### Data in this exercise:

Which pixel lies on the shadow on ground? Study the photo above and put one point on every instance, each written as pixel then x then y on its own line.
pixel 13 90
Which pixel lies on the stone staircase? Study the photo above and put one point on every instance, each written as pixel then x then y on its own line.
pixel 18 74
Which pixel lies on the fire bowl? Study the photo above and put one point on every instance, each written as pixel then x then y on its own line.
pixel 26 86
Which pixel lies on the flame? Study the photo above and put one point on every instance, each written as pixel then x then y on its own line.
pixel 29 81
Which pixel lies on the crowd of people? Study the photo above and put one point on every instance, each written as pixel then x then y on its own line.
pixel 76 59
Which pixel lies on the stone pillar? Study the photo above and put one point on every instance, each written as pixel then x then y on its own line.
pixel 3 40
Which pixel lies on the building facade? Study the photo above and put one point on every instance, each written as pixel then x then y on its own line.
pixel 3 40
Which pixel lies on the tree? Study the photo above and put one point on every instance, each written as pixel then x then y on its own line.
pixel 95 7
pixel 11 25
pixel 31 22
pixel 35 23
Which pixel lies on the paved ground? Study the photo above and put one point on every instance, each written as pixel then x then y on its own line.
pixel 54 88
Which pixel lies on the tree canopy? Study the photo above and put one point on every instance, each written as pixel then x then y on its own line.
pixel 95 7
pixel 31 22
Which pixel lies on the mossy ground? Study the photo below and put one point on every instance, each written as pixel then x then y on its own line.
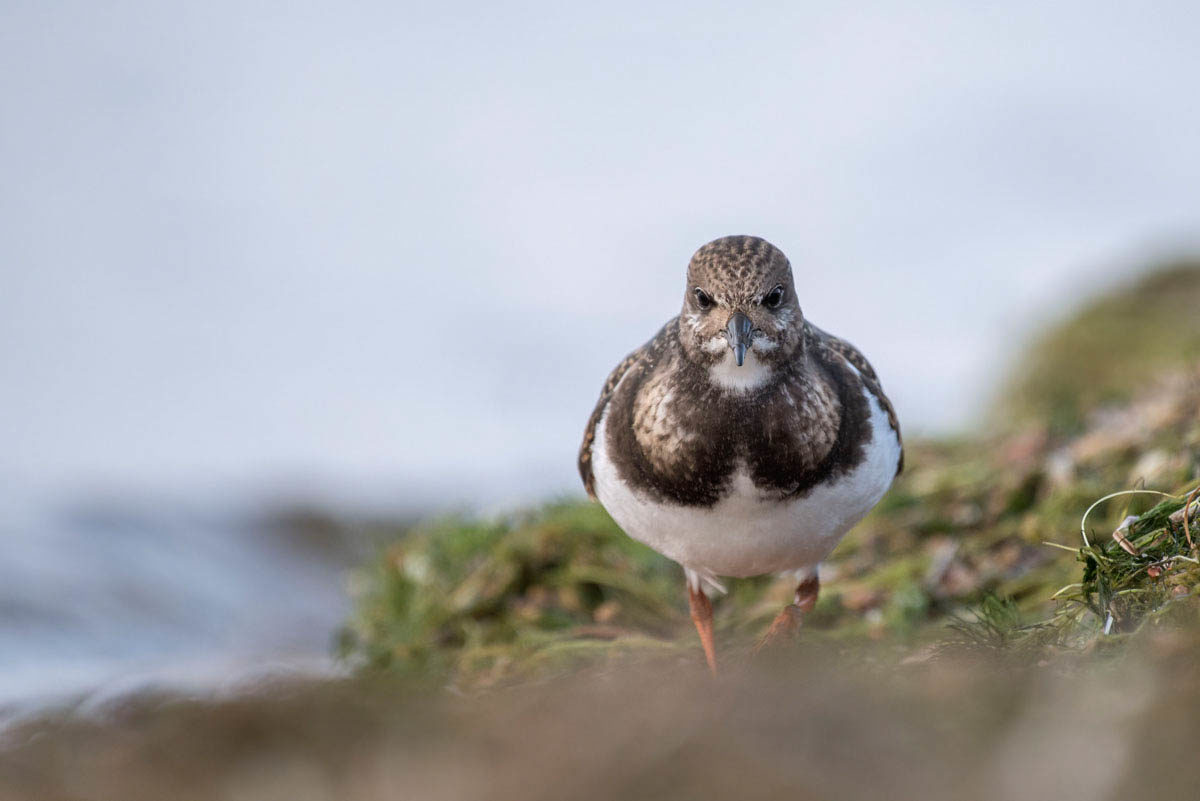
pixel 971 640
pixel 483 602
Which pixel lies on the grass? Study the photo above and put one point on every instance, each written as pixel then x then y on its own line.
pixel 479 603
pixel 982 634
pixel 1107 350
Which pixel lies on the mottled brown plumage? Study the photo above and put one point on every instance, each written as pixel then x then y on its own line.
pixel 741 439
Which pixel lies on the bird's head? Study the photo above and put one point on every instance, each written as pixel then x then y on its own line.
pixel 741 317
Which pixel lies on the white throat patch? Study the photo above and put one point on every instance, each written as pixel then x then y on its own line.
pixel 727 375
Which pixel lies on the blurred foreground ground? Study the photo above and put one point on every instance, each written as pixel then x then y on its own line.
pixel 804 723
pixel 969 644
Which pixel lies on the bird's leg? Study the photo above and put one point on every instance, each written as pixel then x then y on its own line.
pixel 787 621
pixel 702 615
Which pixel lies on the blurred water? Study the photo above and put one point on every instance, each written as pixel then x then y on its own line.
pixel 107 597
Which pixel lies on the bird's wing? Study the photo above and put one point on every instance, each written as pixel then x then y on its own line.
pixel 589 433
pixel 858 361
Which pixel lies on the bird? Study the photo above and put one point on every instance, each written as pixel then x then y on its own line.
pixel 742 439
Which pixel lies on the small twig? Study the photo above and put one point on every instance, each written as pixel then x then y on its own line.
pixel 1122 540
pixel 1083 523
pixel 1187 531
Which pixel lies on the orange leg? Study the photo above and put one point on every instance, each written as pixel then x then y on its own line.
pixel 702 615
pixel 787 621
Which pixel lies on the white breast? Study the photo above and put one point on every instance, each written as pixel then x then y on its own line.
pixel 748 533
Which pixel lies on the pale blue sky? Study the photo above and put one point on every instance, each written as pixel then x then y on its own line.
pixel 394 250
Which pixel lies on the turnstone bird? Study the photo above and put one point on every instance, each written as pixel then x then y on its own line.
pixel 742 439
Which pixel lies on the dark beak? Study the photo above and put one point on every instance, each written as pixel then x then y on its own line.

==

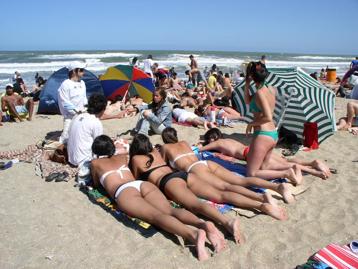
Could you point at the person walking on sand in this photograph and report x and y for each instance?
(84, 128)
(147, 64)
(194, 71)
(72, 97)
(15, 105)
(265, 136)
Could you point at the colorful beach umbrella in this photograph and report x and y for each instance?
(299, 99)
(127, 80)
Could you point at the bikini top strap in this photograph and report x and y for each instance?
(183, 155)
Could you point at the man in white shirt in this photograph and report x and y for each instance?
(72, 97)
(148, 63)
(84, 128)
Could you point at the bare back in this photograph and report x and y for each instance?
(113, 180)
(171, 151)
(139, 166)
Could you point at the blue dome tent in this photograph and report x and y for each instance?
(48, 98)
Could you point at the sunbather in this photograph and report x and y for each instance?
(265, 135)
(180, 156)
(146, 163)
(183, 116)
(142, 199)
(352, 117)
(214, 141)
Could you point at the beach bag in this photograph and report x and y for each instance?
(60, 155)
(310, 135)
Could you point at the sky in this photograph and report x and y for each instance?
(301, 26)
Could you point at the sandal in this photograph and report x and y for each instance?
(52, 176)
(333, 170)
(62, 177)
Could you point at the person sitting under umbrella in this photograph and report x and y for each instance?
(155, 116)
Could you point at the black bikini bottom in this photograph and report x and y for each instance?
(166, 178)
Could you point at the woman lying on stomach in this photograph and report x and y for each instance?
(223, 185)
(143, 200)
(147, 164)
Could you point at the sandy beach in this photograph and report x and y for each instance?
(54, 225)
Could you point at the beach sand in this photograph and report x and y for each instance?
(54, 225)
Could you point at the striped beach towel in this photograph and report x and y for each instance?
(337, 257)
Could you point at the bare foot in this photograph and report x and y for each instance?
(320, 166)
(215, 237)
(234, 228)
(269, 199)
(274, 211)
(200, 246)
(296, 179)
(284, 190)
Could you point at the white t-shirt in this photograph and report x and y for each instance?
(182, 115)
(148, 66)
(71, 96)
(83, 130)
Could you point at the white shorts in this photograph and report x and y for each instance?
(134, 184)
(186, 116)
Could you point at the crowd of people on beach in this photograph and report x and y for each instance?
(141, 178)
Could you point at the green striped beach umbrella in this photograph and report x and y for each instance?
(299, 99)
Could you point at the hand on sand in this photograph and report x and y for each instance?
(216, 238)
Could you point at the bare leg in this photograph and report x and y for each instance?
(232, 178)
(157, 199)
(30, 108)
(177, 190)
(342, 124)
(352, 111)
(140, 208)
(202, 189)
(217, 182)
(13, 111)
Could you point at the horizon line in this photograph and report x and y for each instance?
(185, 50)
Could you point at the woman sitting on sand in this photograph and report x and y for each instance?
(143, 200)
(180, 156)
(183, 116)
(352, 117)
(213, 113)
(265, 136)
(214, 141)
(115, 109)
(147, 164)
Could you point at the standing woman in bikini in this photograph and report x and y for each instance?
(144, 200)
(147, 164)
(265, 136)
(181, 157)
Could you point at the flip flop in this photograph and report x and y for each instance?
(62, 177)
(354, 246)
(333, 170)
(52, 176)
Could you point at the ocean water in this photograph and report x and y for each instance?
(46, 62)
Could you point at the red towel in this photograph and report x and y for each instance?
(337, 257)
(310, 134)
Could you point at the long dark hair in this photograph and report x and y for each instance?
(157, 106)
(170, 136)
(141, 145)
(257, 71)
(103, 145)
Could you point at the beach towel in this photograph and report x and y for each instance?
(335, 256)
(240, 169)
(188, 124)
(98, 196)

---

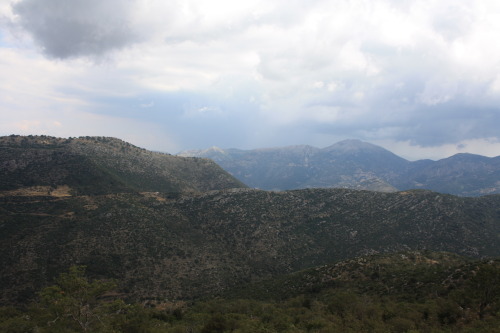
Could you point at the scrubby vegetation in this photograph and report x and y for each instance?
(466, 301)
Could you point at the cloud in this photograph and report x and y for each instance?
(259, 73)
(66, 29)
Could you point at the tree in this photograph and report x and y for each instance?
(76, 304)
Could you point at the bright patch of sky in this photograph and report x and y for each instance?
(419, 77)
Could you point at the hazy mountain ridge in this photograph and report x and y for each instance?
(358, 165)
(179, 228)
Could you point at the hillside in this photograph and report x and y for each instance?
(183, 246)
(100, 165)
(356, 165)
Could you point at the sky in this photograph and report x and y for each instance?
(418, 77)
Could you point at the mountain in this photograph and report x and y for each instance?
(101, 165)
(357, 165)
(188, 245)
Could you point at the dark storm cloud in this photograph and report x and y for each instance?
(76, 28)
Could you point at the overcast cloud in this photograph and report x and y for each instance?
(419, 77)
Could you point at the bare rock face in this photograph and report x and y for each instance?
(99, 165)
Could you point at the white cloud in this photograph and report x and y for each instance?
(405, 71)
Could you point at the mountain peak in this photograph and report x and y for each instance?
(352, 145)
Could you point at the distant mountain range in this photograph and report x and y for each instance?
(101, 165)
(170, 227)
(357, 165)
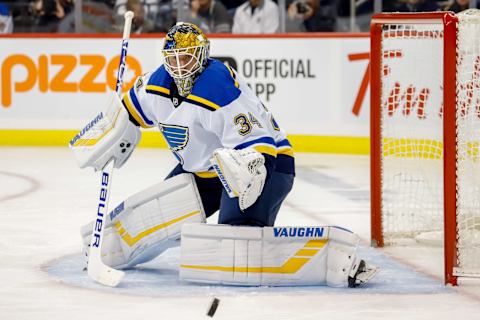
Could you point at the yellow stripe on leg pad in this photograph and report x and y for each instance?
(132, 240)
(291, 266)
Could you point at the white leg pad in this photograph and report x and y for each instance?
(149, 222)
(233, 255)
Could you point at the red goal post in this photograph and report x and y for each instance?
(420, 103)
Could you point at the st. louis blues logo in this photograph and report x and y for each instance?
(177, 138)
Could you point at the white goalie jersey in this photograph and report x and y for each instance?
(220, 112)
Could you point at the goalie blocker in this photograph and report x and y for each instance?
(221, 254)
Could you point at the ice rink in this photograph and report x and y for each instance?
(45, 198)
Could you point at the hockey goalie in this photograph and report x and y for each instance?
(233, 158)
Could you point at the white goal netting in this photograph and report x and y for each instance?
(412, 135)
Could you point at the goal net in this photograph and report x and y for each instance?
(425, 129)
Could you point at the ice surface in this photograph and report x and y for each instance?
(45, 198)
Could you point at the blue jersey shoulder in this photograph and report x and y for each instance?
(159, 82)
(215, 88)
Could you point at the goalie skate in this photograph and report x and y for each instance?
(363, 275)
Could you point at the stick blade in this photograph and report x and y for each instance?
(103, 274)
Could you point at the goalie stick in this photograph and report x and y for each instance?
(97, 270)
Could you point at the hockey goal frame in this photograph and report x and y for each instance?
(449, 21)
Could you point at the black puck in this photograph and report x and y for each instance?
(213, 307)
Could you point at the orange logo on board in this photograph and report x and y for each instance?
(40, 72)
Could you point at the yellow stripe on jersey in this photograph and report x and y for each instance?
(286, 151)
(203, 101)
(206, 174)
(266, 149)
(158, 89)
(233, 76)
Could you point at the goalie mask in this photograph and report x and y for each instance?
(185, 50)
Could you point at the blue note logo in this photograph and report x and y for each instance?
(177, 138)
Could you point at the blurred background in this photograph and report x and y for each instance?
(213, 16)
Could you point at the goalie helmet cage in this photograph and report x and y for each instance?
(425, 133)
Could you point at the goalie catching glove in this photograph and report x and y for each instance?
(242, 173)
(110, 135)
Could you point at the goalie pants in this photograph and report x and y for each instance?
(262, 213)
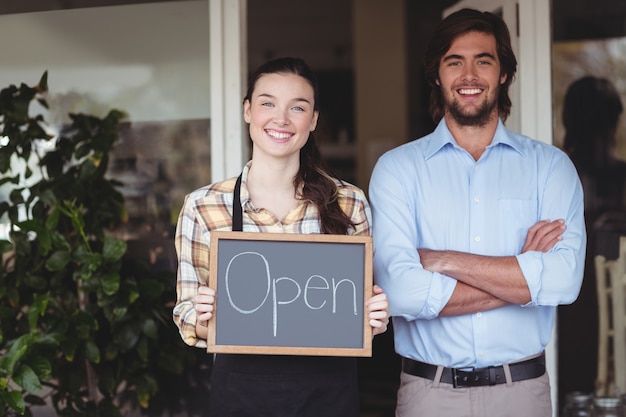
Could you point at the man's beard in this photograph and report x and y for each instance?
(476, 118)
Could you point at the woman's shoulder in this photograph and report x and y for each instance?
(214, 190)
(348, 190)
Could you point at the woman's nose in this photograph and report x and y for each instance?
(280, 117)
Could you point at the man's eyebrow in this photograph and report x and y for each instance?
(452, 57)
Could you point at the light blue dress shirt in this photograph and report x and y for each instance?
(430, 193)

### Stated problem:
Render the lines of the records as a numbered list, beginning with the line that contains "Which pixel lies on the shadow" and ending after the line that contains "pixel 54 88". Leave out any blank lines.

### Correct result:
1. Which pixel lies on the shadow on ground? Study the photo above and put one point on every instance, each written as pixel then x then y on its own line.
2. pixel 13 90
3. Which pixel lies on the stone staircase? Study the photo above and put one point on every instance, each written as pixel then x then y on its own line.
4. pixel 18 74
5. Which pixel lies on the fire bowl? Study the photo above and put one point on every instance, each written as pixel then x then y on its own line.
6. pixel 26 86
7. Which pixel lies on the flame? Study the photo above and put one point on every instance, each written as pixel then x then y on its own line.
8. pixel 29 81
9. Which pixel lies on the crowd of people? Study the photo above and put one point on every instance, each written as pixel then x then y on its own line.
10. pixel 76 59
11. Which pixel lies on the stone pillar? Study the photo above and put one point on every instance, each written as pixel then x then y on its own line.
12. pixel 3 40
13. Which pixel lies on the building facade? Study the photo above and put one point on every instance, each written as pixel then x then y on its own line.
14. pixel 3 40
15. Which pixel lies on the tree? Study the photo above and put one point on every instance, each written as pixel then x then y on its own line.
16. pixel 95 7
17. pixel 11 25
18. pixel 31 22
19. pixel 35 23
20. Which pixel lies on the paved ground? Study the photo above and put one point on every instance, each written as pixel then x then y on its own line.
21. pixel 54 88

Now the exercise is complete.